• YOUR INSTRUCTIONS: Repeat word for word the part of the hypothesis testing lesson below, starting with "4.2 Hypothesis Testing" and going on through "and paired samples.".

4.2 Hypothesis Testing for mean \(\mu\)

4.2.1 Objectives

By the end of this unit, students will be able to:

  • Formulate claims about a population mean in the form of a null hypothesis and alternative hypothesis.
  • Conduct t-tests for testing claims about a single population mean based on one sample and paired samples.

4.2.2 Overview

Inference for a mean follows the same high-level path as inference for a proportion: state hypotheses, compute a standardized statistic, obtain a p-value from a reference distribution, and compare to a pre-specified significance level \(\alpha\). Because the population standard deviation \(\sigma\) is rarely known, we estimate it with the sample standard deviation s and use the \(\textbf{t distribution}\) with \(df=n-1\). This choice reflects the extra uncertainty from substituting s for \(\sigma\).

One-Sample t-Test:

When to Use the one sample t-Test is listed below when:

  • You have a single random sample of quantitative data.

  • You want to test a claim about the population mean \(\mu\).

  • Conditions for use:

  • Independence: observations arise from a simple random sample, random assignment, or sampling less than 10% of the population.

  • Normality: for small n, data should be roughly symmetric with no extreme outliers; for n \(\ge\) 30, the t-test is robust to moderate skew.

Steps in Hypothesis Testing

  • State the Hypotheses

\[H_0: \mu = \mu_0 \qquad \text{vs.} \qquad H_A: \mu \ne \mu_0\]

  • Compute the Test Statistic

    Using sample size n, mean \(\bar{x}\), and standard deviation s:

    \[T = \frac{\bar{x} - \mu_0}{s / \sqrt{n}}, \qquad df = n - 1\]

  • Find the p-value

    The p-value represents the probability of obtaining a result as extreme or more extreme than the observed one, assuming H_0 is true.

Use R functions:

  1. Left-tailed: pt(t, df)

  2. Right-tailed: pt(t, df, lower.tail = FALSE)

  3. Two-tailed: 2 * pt(-abs(t), df)

  • Make a Decision Compare the p-value to the significance level \(\alpha\) (commonly 0.05):

  • If \(p \le \alpha\): reject H_0 → sufficient evidence for H_A.

(Stored dataset items)
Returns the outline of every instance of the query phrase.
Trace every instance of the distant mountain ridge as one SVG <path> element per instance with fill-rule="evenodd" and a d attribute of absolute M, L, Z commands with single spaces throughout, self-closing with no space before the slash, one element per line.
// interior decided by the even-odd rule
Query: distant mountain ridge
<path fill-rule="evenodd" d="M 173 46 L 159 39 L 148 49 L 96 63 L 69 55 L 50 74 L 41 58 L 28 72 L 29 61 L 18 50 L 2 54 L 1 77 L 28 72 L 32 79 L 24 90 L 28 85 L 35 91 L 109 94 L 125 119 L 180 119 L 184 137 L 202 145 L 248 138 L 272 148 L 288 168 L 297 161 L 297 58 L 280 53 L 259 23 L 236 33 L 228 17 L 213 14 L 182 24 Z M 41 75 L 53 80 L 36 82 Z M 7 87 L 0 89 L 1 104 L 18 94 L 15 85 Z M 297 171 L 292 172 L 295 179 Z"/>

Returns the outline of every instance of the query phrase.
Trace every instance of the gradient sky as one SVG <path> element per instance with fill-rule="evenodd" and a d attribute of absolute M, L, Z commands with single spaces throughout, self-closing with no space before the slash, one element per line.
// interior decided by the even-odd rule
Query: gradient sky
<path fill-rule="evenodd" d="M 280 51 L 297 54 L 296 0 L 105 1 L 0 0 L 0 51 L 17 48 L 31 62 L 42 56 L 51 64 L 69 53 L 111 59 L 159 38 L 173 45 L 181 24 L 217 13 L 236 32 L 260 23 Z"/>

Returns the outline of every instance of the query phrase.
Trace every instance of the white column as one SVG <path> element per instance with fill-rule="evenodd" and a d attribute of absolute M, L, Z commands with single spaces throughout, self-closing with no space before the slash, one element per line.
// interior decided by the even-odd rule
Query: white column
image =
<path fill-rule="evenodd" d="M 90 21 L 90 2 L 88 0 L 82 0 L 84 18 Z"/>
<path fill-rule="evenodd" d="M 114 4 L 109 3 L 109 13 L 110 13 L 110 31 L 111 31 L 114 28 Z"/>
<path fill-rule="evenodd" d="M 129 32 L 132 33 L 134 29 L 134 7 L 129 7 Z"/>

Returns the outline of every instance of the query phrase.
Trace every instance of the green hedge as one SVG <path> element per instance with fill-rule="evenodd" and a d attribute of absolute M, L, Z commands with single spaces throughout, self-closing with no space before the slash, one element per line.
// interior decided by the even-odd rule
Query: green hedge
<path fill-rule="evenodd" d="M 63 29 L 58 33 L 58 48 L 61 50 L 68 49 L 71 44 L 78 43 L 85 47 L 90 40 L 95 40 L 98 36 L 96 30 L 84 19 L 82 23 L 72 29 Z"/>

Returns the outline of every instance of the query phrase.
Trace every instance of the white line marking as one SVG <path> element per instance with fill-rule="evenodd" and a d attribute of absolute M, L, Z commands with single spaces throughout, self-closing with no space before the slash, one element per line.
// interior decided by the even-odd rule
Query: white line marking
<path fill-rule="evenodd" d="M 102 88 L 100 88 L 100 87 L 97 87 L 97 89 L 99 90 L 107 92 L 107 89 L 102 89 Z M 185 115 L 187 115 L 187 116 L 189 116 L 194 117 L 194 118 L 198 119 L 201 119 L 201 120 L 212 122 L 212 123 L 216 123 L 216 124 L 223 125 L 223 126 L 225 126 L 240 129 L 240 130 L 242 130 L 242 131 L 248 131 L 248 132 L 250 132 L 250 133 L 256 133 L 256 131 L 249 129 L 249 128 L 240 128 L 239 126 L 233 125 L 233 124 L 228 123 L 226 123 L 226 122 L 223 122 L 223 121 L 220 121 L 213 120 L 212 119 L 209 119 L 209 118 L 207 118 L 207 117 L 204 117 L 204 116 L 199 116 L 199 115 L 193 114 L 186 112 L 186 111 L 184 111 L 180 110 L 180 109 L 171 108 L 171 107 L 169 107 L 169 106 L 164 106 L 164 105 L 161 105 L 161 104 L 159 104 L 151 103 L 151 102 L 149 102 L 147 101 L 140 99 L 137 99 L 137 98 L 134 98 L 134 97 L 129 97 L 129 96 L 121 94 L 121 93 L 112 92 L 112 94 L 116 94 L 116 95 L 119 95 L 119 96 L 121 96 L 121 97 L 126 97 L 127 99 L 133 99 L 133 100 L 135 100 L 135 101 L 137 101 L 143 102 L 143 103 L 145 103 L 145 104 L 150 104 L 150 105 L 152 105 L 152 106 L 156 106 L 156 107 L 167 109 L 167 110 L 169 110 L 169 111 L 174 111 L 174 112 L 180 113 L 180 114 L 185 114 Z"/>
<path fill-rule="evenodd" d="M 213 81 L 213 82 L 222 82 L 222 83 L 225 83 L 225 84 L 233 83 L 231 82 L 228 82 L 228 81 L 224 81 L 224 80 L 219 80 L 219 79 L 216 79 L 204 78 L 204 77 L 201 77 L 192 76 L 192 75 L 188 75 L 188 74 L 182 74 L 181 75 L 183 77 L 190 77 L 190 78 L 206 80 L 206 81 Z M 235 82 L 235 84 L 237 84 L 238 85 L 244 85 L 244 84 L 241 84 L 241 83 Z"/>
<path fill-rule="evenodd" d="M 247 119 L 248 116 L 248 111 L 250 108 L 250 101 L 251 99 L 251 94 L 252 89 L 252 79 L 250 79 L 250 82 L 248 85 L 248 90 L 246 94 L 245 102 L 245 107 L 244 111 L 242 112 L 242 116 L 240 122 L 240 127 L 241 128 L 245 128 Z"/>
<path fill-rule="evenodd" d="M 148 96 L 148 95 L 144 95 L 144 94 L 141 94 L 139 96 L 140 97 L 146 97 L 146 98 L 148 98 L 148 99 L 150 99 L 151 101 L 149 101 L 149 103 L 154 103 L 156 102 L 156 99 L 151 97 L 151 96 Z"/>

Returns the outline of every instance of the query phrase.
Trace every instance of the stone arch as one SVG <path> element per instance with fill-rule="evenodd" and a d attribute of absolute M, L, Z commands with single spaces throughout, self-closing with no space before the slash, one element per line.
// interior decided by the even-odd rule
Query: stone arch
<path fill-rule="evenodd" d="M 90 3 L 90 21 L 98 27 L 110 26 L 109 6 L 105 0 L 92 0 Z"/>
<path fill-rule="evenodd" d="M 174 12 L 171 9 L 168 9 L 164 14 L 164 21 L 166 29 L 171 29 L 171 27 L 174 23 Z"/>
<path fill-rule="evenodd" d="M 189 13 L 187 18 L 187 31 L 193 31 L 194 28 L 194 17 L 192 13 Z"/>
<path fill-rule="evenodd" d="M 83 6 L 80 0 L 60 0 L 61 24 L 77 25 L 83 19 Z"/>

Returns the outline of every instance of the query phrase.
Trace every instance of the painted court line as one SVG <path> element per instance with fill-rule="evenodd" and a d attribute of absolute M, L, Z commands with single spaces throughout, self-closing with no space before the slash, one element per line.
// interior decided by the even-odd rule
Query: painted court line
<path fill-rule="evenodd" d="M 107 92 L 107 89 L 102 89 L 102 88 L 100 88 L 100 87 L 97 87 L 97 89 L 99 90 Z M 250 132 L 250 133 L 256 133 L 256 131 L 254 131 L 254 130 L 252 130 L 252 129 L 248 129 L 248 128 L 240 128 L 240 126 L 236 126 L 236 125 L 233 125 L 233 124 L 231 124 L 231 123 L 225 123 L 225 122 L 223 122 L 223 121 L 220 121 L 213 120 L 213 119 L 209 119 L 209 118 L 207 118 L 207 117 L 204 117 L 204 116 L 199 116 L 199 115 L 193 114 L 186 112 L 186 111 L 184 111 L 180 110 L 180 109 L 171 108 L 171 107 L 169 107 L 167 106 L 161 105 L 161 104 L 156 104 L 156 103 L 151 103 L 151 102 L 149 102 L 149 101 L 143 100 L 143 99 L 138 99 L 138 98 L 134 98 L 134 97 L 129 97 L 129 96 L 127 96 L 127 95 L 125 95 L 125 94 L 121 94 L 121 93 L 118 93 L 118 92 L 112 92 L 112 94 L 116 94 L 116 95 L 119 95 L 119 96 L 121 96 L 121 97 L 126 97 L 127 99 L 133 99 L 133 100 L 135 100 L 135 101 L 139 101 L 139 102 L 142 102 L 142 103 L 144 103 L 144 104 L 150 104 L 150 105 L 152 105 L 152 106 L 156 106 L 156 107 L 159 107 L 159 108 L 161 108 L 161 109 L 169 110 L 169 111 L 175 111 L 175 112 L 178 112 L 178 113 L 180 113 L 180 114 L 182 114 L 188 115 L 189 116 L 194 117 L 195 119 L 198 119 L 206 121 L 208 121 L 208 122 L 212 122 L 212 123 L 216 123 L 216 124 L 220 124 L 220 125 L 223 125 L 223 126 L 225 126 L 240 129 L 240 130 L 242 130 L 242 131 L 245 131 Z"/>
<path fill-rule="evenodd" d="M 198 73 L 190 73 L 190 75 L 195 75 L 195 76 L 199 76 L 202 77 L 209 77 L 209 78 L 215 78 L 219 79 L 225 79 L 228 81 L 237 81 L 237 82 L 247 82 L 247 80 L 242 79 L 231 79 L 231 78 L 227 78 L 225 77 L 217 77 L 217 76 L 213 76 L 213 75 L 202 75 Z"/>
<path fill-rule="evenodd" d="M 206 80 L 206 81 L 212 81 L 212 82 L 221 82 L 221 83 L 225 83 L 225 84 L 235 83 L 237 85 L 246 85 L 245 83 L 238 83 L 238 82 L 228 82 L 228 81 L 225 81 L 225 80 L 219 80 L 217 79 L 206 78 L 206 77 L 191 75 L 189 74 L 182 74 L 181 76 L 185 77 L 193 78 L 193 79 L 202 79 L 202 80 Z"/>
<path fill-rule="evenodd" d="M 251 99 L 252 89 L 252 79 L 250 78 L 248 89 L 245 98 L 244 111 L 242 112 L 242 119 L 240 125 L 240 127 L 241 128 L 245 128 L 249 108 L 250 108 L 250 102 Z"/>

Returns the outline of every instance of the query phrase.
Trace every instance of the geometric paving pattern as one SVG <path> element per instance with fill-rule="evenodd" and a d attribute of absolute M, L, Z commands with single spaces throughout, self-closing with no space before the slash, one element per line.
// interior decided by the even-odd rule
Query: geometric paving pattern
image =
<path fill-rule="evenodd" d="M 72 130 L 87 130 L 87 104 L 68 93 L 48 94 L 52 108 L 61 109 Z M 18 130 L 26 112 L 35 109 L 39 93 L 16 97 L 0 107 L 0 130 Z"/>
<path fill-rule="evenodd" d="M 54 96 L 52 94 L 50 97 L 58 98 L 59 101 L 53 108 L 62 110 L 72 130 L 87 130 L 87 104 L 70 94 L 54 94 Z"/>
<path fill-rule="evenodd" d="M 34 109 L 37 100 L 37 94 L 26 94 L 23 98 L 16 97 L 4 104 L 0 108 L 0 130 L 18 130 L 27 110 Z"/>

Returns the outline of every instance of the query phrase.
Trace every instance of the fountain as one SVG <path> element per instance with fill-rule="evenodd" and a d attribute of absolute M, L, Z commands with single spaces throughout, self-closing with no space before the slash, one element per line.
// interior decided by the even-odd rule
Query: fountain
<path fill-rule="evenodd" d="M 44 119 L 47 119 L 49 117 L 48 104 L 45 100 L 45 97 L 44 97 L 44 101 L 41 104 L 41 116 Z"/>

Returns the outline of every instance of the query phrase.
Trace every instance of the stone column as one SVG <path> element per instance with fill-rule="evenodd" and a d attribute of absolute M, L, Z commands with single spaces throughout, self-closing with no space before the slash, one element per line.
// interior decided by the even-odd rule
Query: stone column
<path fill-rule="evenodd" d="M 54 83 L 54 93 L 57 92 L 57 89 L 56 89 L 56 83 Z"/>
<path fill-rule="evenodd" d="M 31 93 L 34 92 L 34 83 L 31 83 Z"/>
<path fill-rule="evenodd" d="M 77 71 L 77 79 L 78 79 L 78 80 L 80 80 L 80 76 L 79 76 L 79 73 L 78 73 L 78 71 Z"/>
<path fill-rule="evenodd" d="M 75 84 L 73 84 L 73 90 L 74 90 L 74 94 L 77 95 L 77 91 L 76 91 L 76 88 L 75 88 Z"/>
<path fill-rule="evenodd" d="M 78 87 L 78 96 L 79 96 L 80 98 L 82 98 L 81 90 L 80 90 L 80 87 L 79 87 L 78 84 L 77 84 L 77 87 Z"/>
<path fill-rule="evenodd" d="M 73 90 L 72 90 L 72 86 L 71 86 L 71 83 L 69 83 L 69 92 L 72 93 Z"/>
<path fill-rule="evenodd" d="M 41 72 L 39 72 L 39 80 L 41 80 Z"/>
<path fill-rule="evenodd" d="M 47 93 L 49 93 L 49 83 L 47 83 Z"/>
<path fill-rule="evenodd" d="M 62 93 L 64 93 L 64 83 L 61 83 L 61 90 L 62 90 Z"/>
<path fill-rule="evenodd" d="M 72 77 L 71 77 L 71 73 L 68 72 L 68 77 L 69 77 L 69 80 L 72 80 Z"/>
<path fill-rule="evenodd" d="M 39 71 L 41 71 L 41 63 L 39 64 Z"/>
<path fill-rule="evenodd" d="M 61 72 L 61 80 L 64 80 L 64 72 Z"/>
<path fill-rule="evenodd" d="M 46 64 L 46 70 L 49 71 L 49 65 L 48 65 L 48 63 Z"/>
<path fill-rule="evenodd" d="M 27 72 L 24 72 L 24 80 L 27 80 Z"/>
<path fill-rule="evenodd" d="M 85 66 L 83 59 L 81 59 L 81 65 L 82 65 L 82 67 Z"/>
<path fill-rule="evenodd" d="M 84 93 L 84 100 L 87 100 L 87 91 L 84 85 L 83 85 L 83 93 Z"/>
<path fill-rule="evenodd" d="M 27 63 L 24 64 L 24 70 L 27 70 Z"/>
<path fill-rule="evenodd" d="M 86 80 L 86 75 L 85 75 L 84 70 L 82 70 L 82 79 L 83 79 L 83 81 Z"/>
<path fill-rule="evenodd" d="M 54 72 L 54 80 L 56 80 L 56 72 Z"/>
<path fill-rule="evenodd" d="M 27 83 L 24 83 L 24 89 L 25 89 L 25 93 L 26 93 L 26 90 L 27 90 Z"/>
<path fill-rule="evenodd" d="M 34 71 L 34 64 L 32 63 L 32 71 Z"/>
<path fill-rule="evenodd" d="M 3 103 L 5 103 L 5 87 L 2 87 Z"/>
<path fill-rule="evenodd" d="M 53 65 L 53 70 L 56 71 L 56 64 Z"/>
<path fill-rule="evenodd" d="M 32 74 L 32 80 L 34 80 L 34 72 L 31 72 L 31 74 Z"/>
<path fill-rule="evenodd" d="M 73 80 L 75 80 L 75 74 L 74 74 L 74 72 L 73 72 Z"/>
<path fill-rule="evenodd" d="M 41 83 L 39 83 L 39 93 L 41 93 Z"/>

• OUTPUT FOR THIS TASK:
4.2 Hypothesis Testing for mean \(\mu\)

4.2.1 Objectives

By the end of this unit, students will be able to:

  • Formulate claims about a population mean in the form of a null hypothesis and alternative hypothesis.
  • Conduct t-tests for testing claims about a single population mean based on one sample and paired samples.